[TEXT SECTION]
You are correct of course that a generic NULL reference is not needed, but I fail to see that a typed NULL actually buys you anything at all...

I certainly agree that it is not clear what could be gained by removing generic null references.

RE: nullable pointers

Posted Mar 31, 2011 13:21 UTC (Thu) by HelloWorld (guest, #56129) [Link]

But when you really want a nullable pointer, as you do in a linked list or any tree data structure
You don't need nullable pointers for linked lists
abstract class List<T> { }
final class ListNil<T> { }
final class ListCons<T> { T elem; List<T> tail; }
or for trees
abstract class BinaryTree<T> { }
final class TreeNil<T> { }
final class TreeCons<T> { T elem; BinaryTree<T> left; BinaryTree<T> right; }
arbitrarily not allowing one seems pointless.
What is arbitrary is a null reference, not the lack of it. What could be more arbitrary than a magical value created out of thin air, which is a value of (almost) every type, yet supports none of the operations that all other values of these types support.

RE: nullable pointers

Posted Mar 31, 2011 15:45 UTC (Thu) by mister_m (guest, #72633) [Link]

Wouldn't you have bigger problems if you tried to access an element that was filled with garbage values?

RE: nullable pointers

Posted Mar 31, 2011 16:00 UTC (Thu) by HelloWorld (guest, #56129) [Link]

Of course, the compiler must ensure that a variable is never read before it is written. But this is fairly easy to do and does't require null.

[TASK DATA]
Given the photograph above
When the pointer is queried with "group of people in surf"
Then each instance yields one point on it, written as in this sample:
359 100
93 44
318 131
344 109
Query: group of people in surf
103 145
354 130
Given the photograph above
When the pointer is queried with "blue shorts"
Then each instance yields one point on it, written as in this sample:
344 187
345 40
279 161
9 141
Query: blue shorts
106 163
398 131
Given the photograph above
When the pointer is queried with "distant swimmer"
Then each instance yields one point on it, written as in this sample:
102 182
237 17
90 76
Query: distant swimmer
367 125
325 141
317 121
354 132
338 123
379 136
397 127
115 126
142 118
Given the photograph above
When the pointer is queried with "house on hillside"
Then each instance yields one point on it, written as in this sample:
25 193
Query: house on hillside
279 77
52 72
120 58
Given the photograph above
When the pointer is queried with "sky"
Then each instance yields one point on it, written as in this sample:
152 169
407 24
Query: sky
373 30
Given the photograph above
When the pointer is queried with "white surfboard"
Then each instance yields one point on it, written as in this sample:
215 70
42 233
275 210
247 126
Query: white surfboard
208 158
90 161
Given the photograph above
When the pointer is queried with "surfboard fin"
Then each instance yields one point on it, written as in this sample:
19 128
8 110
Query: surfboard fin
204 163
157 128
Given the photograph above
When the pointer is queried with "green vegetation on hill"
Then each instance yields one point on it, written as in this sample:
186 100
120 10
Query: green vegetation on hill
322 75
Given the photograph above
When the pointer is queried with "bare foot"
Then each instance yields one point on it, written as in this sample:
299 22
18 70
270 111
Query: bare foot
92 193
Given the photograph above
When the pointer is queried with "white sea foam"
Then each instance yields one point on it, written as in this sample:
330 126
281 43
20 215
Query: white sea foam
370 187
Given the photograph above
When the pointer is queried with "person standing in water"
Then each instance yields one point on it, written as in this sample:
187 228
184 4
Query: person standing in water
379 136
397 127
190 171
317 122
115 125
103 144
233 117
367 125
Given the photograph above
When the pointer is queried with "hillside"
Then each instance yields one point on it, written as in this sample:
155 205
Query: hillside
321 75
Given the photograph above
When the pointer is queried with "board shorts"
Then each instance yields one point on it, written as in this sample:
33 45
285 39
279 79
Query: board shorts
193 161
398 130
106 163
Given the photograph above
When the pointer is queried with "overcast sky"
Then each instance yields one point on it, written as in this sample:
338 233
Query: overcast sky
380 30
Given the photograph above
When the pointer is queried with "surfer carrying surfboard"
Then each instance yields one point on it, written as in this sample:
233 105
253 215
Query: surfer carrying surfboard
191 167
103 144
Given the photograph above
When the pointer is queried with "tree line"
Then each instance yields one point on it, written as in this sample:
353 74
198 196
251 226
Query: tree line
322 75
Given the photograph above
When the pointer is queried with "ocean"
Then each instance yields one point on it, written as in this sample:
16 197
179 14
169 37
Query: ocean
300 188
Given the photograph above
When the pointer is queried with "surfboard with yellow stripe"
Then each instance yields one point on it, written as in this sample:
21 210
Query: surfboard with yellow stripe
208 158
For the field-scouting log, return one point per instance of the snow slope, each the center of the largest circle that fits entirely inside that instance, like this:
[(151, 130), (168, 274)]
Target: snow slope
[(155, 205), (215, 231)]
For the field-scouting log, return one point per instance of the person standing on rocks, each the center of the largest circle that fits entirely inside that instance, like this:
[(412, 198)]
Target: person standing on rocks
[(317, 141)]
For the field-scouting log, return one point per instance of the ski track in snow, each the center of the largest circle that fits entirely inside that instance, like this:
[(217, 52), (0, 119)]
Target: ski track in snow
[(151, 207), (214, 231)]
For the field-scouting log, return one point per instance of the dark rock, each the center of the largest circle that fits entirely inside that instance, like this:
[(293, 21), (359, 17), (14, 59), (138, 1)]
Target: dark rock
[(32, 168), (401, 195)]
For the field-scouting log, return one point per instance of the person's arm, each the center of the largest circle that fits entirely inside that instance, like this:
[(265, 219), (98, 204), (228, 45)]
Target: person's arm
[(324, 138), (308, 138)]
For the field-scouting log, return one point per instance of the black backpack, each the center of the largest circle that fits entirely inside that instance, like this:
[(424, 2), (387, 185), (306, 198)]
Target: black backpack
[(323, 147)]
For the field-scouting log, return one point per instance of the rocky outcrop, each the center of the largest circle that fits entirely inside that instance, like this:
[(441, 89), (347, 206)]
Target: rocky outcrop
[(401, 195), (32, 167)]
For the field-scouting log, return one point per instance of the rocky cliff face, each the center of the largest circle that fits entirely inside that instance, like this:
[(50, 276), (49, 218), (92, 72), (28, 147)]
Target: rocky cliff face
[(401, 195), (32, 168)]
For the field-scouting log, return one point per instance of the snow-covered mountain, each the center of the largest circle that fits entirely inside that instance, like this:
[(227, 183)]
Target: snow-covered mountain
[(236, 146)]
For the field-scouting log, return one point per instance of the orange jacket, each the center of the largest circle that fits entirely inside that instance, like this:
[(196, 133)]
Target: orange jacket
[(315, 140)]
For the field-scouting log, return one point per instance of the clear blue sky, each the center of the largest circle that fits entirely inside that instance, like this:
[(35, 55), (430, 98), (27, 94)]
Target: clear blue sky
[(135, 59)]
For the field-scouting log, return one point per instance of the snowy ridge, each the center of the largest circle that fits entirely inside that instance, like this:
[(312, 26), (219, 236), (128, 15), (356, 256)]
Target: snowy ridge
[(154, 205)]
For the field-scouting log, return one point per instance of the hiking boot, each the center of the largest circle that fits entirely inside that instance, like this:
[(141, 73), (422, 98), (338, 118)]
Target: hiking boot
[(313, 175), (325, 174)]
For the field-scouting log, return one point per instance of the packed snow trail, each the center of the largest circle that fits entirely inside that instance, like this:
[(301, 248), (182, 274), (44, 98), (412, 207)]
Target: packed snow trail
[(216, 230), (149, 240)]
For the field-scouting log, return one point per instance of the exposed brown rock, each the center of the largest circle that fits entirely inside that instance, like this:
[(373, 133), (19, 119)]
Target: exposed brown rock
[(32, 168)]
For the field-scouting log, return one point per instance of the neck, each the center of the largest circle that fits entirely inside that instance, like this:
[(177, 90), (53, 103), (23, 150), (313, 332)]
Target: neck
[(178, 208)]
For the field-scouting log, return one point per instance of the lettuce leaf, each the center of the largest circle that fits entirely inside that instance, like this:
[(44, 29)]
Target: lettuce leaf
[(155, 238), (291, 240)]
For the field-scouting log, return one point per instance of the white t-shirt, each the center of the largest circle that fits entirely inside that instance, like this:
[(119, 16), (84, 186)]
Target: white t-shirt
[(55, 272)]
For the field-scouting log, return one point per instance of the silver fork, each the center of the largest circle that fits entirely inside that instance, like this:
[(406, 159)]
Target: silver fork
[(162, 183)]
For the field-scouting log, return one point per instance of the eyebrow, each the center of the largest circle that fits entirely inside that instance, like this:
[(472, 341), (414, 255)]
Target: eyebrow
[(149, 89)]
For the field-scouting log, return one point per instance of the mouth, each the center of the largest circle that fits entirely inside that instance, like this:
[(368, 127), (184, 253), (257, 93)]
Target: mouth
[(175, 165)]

[WHAT TO DO]
1. Render the lines of the records from the one containing "of the person's" through the one containing "[(401, 195), (32, 168)]", inclusive, as a JSON list of strings, one string per line, with blank lines left out.
2. Write the next part of the nullable-pointers thread, picking up after its final post.

[EXPECTED OUTPUTS]
1.
[
  "For the field-scouting log, return one point per instance of the person's arm, each the center of the largest circle that fits entirely inside that instance, like this:",
  "[(265, 219), (98, 204), (228, 45)]",
  "Target: person's arm",
  "[(324, 138), (308, 138)]",
  "For the field-scouting log, return one point per instance of the black backpack, each the center of the largest circle that fits entirely inside that instance, like this:",
  "[(424, 2), (387, 185), (306, 198)]",
  "Target: black backpack",
  "[(323, 147)]",
  "For the field-scouting log, return one point per instance of the rocky outcrop, each the center of the largest circle that fits entirely inside that instance, like this:",
  "[(441, 89), (347, 206)]",
  "Target: rocky outcrop",
  "[(401, 195), (32, 167)]",
  "For the field-scouting log, return one point per instance of the rocky cliff face, each the center of the largest circle that fits entirely inside that instance, like this:",
  "[(50, 276), (49, 218), (92, 72), (28, 147)]",
  "Target: rocky cliff face",
  "[(401, 195), (32, 168)]"
]

2.
RE: nullable pointers

Posted Mar 31, 2011 19:04 UTC (Thu) by mister_m (guest, #72633) [Link]

I am a bit of a novice. Would you mind explaining how I would enable the compiler to do that? I am missing some programming knowlege in this area I think = perhaps a suer defined type? In school, we always set unused pointers to null, and then check for null to see if we can dereference whatever is at the other end.

RE: nullable pointers

Posted Mar 31, 2011 20:36 UTC (Thu) by HelloWorld (guest, #56129) [Link]

> I am a bit of a novice. Would you mind explaining how I would enable the compiler to do that?
Unless you're the one writing the compiler, you can't. Of course, you could just use a language that does this by default, like Haskell or OCaml.

RE: nullable pointers

Posted Apr 12, 2011 16:04 UTC (Tue) by oelewapperke (guest, #74309) [Link]

The essence of the trick is that you simply make a type difference between "filled in" pointers and "null" pointers.

A tree would be defined like so :

abstract class TreeNode {}
abstract class EmptyTreeNode extends TreeNode {}
abstract class FilledTreeNode extends TreeNode {
TreeNode first;
TreeNode second;
}

If you combine this with runtime polymorphism you can do something like this (won't work in Java, but I'm using java code anyway)

void processTreeNode(EmptyTreeNode et) {}
void processTreeNode(FilledTreeNode ft) {
// you might want to do something useful here
processTreeNode(ft.first);
processTreeNode(ft.second);
// or here
}

then simply call processTreeNode(tree), and the compiler would figure out whether to call the first or the second function.

I would love for java to support this though.

RE: nullable pointers

Posted Apr 1, 2011 3:47 UTC (Fri) by neilbrown (subscriber, #359) [Link]

I'm not familiar with the language you are writing in (being primarily a C programmer), but I gather the a variable of type "List<T>" is allowed to refer to either an object of type "ListNil<T>" or an object of type "ListCons<T>". "ListNil<T>" fills exactly the same role a "NULL" so what you have created is exactly a NULLable pointer, only with a different name and more complex syntax.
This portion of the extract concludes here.